[Pointing records]

==============================

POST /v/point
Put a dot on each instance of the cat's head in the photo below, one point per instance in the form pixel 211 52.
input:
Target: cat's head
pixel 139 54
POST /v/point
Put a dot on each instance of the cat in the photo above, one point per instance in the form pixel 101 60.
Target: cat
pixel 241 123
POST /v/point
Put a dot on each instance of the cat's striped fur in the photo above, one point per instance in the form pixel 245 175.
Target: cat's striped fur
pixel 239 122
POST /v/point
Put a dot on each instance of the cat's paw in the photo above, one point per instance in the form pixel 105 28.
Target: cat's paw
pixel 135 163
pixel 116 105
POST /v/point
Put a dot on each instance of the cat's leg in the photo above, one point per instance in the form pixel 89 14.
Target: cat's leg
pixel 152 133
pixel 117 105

==============================

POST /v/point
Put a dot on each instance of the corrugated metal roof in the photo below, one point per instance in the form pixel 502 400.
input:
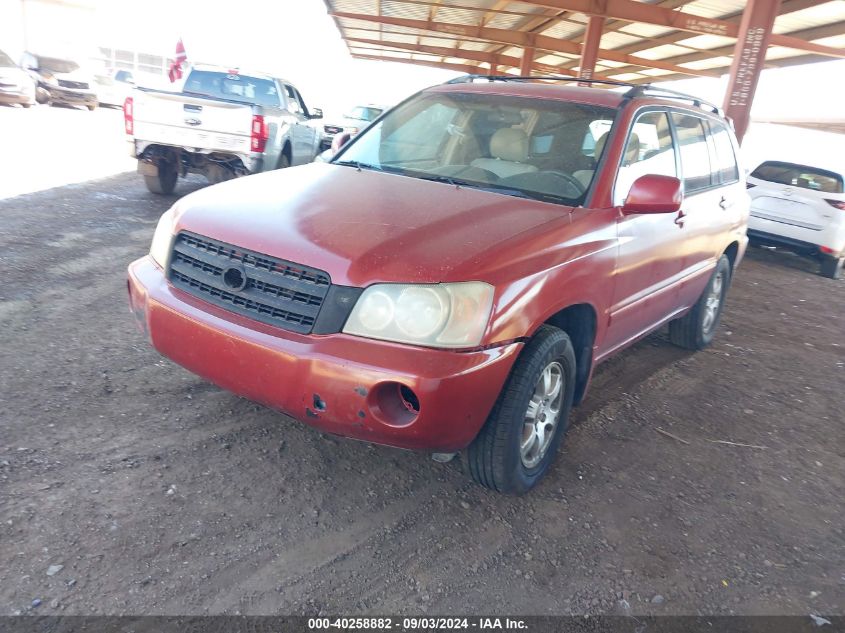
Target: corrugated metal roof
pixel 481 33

==============================

Written problem: Can you gather every line of the records that contains the string "corrugated"? Case counts.

Correct response:
Put a dot on each instance of the corrugated metal roof in the photo below, one point per instance in the form pixel 502 400.
Target: corrugated metal roof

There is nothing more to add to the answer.